BEGIN Entries shown

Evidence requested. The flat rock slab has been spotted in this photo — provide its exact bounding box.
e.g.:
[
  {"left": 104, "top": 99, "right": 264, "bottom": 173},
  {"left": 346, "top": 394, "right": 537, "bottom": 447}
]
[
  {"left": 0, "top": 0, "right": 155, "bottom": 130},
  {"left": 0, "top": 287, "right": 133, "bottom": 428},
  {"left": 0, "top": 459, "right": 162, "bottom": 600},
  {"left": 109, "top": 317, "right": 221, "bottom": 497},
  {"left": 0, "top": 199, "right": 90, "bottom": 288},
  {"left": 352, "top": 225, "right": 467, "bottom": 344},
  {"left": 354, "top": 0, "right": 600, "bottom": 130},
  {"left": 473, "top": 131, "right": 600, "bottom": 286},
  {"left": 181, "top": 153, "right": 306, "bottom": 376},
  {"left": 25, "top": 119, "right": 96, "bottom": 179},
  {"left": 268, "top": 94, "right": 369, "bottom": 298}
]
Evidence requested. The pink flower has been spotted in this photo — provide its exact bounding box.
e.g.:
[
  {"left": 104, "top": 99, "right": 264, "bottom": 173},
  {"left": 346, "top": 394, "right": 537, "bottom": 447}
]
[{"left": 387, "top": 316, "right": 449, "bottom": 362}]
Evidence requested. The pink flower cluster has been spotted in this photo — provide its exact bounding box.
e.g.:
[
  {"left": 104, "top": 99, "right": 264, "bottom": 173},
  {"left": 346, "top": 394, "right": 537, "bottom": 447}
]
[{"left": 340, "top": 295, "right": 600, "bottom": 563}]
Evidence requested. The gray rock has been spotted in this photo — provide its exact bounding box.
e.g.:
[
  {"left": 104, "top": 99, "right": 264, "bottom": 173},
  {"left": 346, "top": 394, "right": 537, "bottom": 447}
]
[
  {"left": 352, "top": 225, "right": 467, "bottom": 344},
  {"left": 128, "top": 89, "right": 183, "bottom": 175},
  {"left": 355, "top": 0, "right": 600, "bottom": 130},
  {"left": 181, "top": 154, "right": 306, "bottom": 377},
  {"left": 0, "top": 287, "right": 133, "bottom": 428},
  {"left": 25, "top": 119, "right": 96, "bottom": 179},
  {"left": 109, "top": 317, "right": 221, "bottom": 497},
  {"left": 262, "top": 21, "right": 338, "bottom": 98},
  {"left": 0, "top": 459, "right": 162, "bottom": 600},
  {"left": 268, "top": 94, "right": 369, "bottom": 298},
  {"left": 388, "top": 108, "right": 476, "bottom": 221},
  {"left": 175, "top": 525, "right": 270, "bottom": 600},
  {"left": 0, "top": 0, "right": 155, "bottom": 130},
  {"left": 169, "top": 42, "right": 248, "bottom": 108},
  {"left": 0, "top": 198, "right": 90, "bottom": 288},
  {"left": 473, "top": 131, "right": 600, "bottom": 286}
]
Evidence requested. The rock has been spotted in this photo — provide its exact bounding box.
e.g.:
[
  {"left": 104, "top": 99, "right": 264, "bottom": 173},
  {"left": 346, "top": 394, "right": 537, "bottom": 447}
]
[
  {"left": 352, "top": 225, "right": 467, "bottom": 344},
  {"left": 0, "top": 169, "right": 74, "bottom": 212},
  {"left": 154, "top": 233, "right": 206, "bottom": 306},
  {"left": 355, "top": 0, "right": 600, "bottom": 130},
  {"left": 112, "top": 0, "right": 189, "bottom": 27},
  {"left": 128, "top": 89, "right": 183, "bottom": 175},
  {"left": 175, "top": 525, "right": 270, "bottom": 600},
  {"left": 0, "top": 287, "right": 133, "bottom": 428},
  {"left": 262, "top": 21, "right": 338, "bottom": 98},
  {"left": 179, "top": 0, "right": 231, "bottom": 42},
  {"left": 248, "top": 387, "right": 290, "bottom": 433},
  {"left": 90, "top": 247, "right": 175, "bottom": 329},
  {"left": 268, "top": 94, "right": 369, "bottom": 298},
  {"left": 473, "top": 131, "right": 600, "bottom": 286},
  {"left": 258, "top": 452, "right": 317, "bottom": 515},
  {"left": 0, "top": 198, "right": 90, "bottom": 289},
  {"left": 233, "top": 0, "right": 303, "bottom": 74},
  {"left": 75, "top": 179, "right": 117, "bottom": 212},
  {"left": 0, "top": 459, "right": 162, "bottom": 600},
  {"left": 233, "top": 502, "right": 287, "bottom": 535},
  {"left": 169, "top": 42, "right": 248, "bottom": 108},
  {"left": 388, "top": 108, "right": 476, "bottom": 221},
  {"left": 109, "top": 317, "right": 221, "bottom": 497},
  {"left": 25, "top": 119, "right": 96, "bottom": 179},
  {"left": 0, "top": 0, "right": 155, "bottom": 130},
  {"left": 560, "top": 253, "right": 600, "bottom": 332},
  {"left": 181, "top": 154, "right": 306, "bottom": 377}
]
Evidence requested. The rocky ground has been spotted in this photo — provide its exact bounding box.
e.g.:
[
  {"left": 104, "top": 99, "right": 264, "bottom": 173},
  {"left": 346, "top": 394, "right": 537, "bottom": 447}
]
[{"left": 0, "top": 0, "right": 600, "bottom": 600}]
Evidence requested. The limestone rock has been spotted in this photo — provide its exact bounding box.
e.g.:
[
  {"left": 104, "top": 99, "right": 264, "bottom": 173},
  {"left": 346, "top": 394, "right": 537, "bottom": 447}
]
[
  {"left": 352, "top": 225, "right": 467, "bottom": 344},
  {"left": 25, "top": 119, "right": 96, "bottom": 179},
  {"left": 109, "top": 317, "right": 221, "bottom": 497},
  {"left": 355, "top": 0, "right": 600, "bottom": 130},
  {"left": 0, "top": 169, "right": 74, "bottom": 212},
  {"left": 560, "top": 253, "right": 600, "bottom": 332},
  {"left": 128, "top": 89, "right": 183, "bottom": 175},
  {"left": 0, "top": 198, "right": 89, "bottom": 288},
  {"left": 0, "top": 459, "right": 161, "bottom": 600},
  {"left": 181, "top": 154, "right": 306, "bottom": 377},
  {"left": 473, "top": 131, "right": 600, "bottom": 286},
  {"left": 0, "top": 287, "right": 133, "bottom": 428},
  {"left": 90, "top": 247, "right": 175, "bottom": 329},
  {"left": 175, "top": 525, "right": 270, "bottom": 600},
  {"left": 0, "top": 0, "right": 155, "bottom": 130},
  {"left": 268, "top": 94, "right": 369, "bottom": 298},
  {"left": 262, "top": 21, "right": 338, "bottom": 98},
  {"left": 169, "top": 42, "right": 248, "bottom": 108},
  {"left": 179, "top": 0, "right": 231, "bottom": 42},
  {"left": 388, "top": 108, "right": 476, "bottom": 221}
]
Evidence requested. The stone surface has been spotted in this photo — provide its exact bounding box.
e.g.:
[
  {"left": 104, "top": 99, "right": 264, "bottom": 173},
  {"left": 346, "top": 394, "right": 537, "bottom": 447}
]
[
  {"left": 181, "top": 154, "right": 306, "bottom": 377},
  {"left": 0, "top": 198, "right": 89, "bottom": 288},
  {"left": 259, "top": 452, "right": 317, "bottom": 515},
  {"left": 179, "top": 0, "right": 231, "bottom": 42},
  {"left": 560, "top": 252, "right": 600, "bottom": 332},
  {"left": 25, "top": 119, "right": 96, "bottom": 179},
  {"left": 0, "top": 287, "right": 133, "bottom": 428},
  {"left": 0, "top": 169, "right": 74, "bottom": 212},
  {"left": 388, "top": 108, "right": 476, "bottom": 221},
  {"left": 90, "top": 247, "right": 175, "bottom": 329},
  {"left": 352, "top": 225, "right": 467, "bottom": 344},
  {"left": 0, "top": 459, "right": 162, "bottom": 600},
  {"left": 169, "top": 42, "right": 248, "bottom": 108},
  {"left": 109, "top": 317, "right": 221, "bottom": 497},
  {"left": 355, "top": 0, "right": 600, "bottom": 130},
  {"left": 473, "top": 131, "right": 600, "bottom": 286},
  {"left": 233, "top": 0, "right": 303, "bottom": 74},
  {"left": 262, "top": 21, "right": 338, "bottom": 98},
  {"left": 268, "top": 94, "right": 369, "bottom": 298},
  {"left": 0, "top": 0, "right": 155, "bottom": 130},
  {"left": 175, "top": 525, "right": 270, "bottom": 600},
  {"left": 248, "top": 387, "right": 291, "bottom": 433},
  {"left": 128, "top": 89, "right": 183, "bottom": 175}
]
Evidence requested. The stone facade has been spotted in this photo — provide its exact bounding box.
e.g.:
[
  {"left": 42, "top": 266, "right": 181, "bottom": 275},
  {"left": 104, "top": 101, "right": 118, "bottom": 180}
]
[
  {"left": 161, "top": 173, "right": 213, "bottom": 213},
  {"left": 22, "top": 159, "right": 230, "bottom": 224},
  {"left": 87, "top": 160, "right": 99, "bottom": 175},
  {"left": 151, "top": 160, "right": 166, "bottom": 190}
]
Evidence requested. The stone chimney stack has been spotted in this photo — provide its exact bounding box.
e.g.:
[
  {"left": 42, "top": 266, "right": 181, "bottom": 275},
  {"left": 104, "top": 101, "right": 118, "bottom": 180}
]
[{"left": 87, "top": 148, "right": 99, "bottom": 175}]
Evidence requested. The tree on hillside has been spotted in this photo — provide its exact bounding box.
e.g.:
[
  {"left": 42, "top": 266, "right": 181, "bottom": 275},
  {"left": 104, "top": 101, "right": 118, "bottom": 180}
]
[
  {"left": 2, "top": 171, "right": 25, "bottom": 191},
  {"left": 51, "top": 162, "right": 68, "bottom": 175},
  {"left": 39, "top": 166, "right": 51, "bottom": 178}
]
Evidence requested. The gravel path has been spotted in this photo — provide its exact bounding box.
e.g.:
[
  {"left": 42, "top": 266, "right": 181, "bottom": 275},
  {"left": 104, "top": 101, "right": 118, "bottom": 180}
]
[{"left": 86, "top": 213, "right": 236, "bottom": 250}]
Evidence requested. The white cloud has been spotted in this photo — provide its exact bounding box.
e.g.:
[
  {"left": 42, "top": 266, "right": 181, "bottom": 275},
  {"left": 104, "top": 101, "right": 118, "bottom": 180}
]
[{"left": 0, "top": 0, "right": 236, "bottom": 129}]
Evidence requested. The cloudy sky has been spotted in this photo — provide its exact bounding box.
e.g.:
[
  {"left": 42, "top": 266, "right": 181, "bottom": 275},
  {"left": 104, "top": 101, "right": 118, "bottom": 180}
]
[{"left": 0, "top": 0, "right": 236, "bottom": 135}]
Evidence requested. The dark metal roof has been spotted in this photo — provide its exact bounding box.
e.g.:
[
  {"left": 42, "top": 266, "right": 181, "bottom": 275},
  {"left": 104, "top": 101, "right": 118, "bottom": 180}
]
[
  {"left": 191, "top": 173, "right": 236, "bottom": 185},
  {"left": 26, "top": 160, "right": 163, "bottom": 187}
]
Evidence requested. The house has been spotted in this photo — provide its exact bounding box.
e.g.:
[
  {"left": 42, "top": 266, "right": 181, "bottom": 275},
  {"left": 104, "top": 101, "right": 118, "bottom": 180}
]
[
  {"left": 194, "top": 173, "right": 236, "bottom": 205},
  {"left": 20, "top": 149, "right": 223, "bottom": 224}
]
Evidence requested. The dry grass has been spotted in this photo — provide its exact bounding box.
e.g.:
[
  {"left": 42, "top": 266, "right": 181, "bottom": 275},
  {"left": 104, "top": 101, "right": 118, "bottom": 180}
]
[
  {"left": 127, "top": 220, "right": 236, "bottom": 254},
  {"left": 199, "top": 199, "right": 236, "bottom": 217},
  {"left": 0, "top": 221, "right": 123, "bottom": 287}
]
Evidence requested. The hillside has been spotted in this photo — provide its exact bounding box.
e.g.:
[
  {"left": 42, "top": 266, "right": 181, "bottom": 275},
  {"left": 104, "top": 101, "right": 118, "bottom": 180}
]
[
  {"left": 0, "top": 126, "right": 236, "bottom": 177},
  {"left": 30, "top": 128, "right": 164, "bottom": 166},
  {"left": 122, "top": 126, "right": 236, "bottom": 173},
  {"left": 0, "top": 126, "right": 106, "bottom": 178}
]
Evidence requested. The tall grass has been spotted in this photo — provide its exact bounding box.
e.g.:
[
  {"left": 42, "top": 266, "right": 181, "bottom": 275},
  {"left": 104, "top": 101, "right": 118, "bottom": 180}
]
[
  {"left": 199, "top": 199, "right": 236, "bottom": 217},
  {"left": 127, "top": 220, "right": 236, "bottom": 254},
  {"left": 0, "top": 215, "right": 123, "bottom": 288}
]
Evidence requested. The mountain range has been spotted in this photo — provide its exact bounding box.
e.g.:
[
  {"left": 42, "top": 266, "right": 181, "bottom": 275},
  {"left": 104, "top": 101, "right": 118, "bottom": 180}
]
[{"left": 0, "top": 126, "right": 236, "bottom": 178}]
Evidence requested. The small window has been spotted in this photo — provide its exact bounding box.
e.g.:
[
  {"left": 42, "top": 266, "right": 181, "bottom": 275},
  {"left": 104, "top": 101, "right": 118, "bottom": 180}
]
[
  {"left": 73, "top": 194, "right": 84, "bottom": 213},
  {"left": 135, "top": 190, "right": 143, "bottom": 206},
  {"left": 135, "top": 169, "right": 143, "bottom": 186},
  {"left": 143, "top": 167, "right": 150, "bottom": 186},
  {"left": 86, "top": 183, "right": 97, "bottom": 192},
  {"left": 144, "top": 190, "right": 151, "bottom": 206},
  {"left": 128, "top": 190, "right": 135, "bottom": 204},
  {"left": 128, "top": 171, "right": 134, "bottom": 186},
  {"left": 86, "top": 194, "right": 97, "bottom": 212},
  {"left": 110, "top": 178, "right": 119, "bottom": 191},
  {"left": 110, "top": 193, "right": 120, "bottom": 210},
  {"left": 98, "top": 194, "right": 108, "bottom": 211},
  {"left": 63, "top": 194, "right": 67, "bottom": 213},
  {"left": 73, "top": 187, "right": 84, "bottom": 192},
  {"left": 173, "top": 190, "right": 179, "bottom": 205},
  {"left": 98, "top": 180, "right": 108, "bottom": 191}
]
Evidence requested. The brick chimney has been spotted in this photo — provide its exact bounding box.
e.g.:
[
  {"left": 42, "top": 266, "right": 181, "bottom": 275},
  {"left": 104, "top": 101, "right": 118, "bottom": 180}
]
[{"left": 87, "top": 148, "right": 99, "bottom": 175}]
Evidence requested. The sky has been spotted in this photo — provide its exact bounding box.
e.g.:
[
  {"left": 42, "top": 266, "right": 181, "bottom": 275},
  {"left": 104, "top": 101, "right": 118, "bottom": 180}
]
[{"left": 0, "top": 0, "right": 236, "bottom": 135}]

END Entries shown

* [Direction]: Copy everything from "Evidence requested. The sky" down to the end of the listing, changing "sky" to "cloudy sky" and leaving the rest untouched.

* [The answer]:
Evidence requested. The cloudy sky has been spotted in this photo — provide its exact bounding box.
e.g.:
[
  {"left": 42, "top": 266, "right": 181, "bottom": 275},
  {"left": 104, "top": 101, "right": 118, "bottom": 180}
]
[{"left": 0, "top": 0, "right": 236, "bottom": 135}]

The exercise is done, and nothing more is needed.